#### EXERCISE
The records below are to be duplicated exactly as they appear.

#### Stored data entries
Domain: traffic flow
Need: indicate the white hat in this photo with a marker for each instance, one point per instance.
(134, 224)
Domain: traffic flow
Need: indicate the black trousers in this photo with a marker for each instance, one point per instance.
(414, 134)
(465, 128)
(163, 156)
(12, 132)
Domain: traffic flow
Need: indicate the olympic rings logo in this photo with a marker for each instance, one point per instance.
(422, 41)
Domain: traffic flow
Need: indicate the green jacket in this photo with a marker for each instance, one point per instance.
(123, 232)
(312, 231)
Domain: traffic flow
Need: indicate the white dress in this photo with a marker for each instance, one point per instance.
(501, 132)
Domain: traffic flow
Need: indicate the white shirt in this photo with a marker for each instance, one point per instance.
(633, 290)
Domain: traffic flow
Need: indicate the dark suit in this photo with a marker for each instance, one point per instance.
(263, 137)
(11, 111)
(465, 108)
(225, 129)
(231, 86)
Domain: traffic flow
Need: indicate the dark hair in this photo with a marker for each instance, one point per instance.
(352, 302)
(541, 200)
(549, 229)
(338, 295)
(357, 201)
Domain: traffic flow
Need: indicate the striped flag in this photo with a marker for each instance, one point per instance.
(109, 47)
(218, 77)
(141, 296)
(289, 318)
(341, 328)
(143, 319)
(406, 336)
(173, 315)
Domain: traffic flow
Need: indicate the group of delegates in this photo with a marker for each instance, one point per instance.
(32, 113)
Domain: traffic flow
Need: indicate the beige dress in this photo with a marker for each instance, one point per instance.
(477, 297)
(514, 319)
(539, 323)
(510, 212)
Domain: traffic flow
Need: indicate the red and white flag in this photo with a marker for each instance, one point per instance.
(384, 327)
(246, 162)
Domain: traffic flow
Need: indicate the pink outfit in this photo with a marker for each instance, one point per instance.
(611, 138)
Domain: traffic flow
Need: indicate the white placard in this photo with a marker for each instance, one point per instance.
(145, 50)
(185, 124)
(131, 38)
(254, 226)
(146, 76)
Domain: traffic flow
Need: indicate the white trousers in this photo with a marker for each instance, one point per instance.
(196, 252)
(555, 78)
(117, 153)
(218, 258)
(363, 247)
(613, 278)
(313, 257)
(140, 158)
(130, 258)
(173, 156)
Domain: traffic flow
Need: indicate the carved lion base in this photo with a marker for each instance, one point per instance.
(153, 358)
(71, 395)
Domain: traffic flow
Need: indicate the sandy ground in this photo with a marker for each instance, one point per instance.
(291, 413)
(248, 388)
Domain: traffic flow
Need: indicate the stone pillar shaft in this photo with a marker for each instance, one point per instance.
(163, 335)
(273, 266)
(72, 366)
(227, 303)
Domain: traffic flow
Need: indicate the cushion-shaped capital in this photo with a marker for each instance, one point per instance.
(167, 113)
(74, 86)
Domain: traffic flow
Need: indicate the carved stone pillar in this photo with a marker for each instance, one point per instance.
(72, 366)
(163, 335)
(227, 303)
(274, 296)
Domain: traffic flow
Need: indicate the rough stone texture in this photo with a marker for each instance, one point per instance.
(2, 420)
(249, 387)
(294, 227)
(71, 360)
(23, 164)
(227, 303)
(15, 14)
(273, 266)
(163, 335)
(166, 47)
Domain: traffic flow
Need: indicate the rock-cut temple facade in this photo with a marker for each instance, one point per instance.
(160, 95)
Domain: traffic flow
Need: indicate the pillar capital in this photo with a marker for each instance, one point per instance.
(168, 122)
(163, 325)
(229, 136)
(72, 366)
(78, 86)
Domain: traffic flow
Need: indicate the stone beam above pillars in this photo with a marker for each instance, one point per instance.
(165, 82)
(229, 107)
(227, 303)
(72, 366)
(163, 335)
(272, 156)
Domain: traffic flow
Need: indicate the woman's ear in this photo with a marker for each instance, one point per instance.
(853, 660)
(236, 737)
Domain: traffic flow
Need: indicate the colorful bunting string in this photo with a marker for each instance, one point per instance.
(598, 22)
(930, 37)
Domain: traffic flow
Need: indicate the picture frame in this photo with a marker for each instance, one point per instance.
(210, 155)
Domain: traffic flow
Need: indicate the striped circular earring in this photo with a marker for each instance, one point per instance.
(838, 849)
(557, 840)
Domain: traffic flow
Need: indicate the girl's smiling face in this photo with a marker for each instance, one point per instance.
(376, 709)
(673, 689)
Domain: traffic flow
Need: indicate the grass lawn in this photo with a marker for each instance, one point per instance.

#### OUTPUT OF THE TASK
Domain: traffic flow
Need: indicate the white hat in this photo with a marker for each instance, one point per instance.
(134, 224)
Domain: traffic flow
Need: indicate the black trousers in this photo with a marker for each instance, one point per instance.
(414, 134)
(465, 128)
(163, 156)
(12, 132)
Domain: traffic flow
Need: indicate the olympic rings logo in this photo with a marker for each instance, one point per instance.
(422, 41)
Domain: traffic flow
Need: indicate the green jacket in this photo with a marker for each instance, one point per instance.
(123, 232)
(312, 231)
Domain: traffic flow
Need: indicate the white dress in this photo with a marker for each instance, one point per instance.
(501, 132)
Domain: traffic flow
Need: indicate the white shirt in this photo with a marker for each instance, one point per instance.
(633, 290)
Domain: traffic flow
Need: indicate the dark suit in this photo with a marker for each instance, one point per instance.
(263, 137)
(11, 111)
(465, 108)
(225, 129)
(231, 86)
Domain: traffic flow
Need: indicate the dark hair in this photo with a marker for each instance, one point per instance.
(352, 302)
(541, 200)
(549, 229)
(338, 295)
(357, 201)
Domain: traffic flow
Need: indicate the striped flag in this photo with a marker for each instance, one point per instance.
(109, 47)
(218, 77)
(141, 296)
(289, 318)
(341, 328)
(143, 319)
(406, 336)
(173, 315)
Domain: traffic flow
Need: indicate the group of delegates in this photo with a marker for each instance, one point per instance.
(32, 113)
Domain: traffic flow
Need: indicate the beige dress in this photo with a marker for each instance, one point per instance.
(477, 297)
(514, 319)
(539, 323)
(510, 212)
Domain: traffic flow
Need: indicate the red and white flag in this photo with a marker for each instance, one point per instance.
(384, 327)
(246, 162)
Domain: traffic flow
Need: indicate the pink outfit in this photo with a marker for each instance, one point per instance.
(611, 138)
Domain: traffic flow
Need: indicate the white placard in this photo with a marker for each instance, one point per instance.
(145, 50)
(185, 124)
(131, 38)
(254, 226)
(146, 76)
Domain: traffic flow
Need: indicate the white trousers in this photo with a marker for each instance, one point per instance.
(196, 252)
(555, 78)
(117, 153)
(218, 258)
(363, 247)
(613, 278)
(313, 257)
(140, 158)
(130, 258)
(173, 156)
Domain: traffic flow
Need: indicate the carved lion base in this photo with a marker for each instance, one point per instance.
(153, 358)
(71, 395)
Domain: traffic flow
Need: indicate the sandy ground in this photo with a marker for each instance, one point per instance.
(291, 413)
(248, 388)
Domain: traffic flow
Need: indicate the stone pillar shaft in this photo with a marker for each instance, one point per instance.
(163, 335)
(273, 266)
(72, 366)
(227, 303)
Domain: traffic flow
Need: indicate the cushion-shaped capital in this photo with a marker for each instance, one point per instance.
(167, 113)
(74, 86)
Domain: traffic flow
Need: indicate the carved stone pillar in this photo with a marker for each instance, one point per instance.
(72, 366)
(163, 335)
(227, 303)
(274, 296)
Domain: traffic flow
Need: indicate the rough stone texture in this photo with a marker for each instance, one point per instance.
(2, 420)
(249, 387)
(294, 227)
(71, 360)
(23, 164)
(227, 303)
(15, 14)
(273, 266)
(163, 335)
(166, 47)
Domain: traffic flow
Need: indicate the rock-cut temple facade in this photo with a marker for each instance, one point per instance.
(160, 95)
Domain: traffic flow
Need: indicate the pillar capital in this photo with a marker for each instance, one point per instance.
(168, 122)
(163, 325)
(229, 136)
(72, 366)
(78, 86)
Domain: traffic flow
Need: indicate the stone beam above pillars in this photo with a marker for each instance, one point per instance.
(165, 82)
(229, 107)
(227, 303)
(72, 366)
(163, 335)
(272, 156)
Domain: traffic flow
Need: indicate the woman's ear in this photo with a marker for each instance, one point per instance.
(853, 660)
(236, 737)
Domain: traffic flow
Need: indicate the colorful bunting string in this photo with a marker for each instance, one point per instance.
(598, 22)
(930, 37)
Domain: traffic flow
Need: indicate the picture frame in this photo with a marker for each instance, one point per instance.
(210, 155)
Domain: traffic flow
Need: indicate the striped circular earring in this photo with a marker for each instance, one point per instance.
(838, 849)
(557, 840)
Domain: traffic flow
Need: indicate the girl's smiling face in this photo with a marker for each instance, one point per instance.
(376, 709)
(673, 689)
Domain: traffic flow
Need: indicate the grass lawn in this photo with a marker for each instance, one point per instance.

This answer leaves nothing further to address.